Skip to main content

2016 Summer Mountain Trip Part 21; Colorado State Route 347, South Rim Road, and Black Canyon of the Gunnison National Park

After leaving Colorado National Monument via Monument Road and Colorado State Route 347 I made turn eastward on US Route 50 in Grand Junction.  My next destination was to the southeast at the end of Colorado State Route 347 at Black Canyon of the Gunnison National Park.


This article serves as the 21st entry in the 2016 Summer Mountain Trip Series.  Part 20 covers Colorado National Monument and Rim Rock Drive.

2016 Summer Mountain Trip Part 20; Colorado National Monument and Rim Rock Drive

The south entrance of Black Canyon of the Gunnison National Park (I'll be short handing to "Black Canyon" so it doesn't take to write from hereon in) is accessed by via the 5.2 mile long CO 347.  CO 347 begins east of Montrose and makes a fast ascent northward to the south entrance of Black Canyon near Jones Summit.  The route that ultimately became CO 347 was added to the State Highway System in 1939 but can be seen as a locally maintained road on the 1939 Rand McNally Highway Map of Colorado.


The first map that clearly shows CO 347 is the 1947 Shell Highway Map of Colorado.


Black Canyon of the Gunnison National Park protects a 12 mile portion of the namesake canyon along the Gunnison River.  Black Canyon is thusly named due to the fact that it's extremely steep nature only allows an average of 33 minutes of sunlight to reach it's bottom daily.  Black Canyon is the 5th steepest mountain side descent on the North American continent.  By comparison Black Canyon is about five times steeper than the Grand Canyon.

★ ★ ★

Actions to take:
1 – From the Black Canyon trip post, extract the passage from "This article serves" up to and including "Shell Highway Map of Colorado.".
2 – Answer these questions using the Black Canyon trip post:
(a) How many miles long is CO 347?
(b) Which map is the first to clearly show CO 347?
(c) On average, how many minutes of sunlight reach the bottom of Black Canyon each day?
3 – Carry on the Black Canyon trip post from its last sentence.

[Saved entries]

★ ★ ★

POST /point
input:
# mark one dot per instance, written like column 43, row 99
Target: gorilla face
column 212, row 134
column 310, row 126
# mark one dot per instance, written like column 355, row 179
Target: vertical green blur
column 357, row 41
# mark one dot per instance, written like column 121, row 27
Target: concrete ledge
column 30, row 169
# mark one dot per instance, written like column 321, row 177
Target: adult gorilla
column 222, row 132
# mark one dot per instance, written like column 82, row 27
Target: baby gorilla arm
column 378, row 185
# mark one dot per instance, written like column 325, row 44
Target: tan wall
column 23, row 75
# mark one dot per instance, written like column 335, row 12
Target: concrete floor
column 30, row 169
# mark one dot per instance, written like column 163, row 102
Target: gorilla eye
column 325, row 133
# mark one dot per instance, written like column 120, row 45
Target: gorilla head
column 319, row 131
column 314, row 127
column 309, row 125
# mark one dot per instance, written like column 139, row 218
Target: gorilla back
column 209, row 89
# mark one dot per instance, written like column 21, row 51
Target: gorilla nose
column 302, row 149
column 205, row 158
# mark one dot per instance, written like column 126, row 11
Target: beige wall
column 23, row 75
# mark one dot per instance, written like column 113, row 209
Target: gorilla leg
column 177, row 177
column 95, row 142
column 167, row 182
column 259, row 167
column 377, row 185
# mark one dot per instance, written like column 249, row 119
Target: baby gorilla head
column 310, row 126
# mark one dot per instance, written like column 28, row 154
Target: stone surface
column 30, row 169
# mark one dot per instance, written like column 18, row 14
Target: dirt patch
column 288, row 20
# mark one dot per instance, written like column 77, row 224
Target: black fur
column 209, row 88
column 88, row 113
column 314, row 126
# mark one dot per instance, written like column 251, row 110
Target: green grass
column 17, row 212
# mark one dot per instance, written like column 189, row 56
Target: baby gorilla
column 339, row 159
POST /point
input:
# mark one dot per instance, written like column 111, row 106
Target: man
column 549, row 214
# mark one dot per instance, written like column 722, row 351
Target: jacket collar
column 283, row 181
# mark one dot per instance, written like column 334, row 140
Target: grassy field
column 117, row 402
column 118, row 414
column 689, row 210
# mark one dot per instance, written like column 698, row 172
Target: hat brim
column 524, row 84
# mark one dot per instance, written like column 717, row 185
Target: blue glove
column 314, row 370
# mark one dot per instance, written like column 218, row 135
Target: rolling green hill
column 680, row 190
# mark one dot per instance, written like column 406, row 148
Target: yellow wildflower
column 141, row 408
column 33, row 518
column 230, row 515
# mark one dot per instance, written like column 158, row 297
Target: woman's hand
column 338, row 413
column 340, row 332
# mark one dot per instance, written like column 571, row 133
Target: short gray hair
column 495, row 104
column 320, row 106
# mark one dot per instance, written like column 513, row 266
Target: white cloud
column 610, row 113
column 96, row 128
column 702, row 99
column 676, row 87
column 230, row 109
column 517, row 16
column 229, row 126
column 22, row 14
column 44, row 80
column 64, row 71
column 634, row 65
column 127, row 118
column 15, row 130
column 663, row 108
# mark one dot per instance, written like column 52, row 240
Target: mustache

★ ★ ★

Expected outputs:
1 –
This article serves as the 21st entry in the 2016 Summer Mountain Trip Series.  Part 20 covers Colorado National Monument and Rim Rock Drive.

2016 Summer Mountain Trip Part 20; Colorado National Monument and Rim Rock Drive

The south entrance of Black Canyon of the Gunnison National Park (I'll be short handing to "Black Canyon" so it doesn't take to write from hereon in) is accessed by via the 5.2 mile long CO 347.  CO 347 begins east of Montrose and makes a fast ascent northward to the south entrance of Black Canyon near Jones Summit.  The route that ultimately became CO 347 was added to the State Highway System in 1939 but can be seen as a locally maintained road on the 1939 Rand McNally Highway Map of Colorado.


The first map that clearly shows CO 347 is the 1947 Shell Highway Map of Colorado.

2 –
(a) 5.2 miles
(b) The 1947 Shell Highway Map of Colorado
(c) 33 minutes

3 –
Although Black Canyon had been known to local tribes the first American to discover it was John Williams Gunnison in 1853.  In 1881 the Denver & Rio Grande Railroad had reached Gunnison and the route west was plotted through part of Black Canyon.  The first passenger train through the eastern segment of Black Canyon arrived in August of 1882.  Ultimately surveys recommended that the railroad was unfeasible through the steepest parts of Black Canyon it was instead routed to the south.  The Denver & Rio Grande Railroad can be seen being routed around most of Black Canyon on the 1882 New Railroad and County Map of Colorado.   In 1890 a new route of the Denver & Rio Grand Railroad through Glenwood Springs was constructed and the Black Canyon route began to decline before being ultimately abandoned in the 1950s. 


In March 1933 much of Black Canyon was declared a National Monument.  The Civilian Conservation Corps constructed the North Rim Road between 1933 through 1935.  The South Rim Road (which is the continuation of CO 347) appears to have been constructed around the same time.  Black Canyon was elevated to a National Park in October 1999 and currently encompasses 30,750 acres.

The South Rim Road has twelve view points beyond the terminus of CO 347.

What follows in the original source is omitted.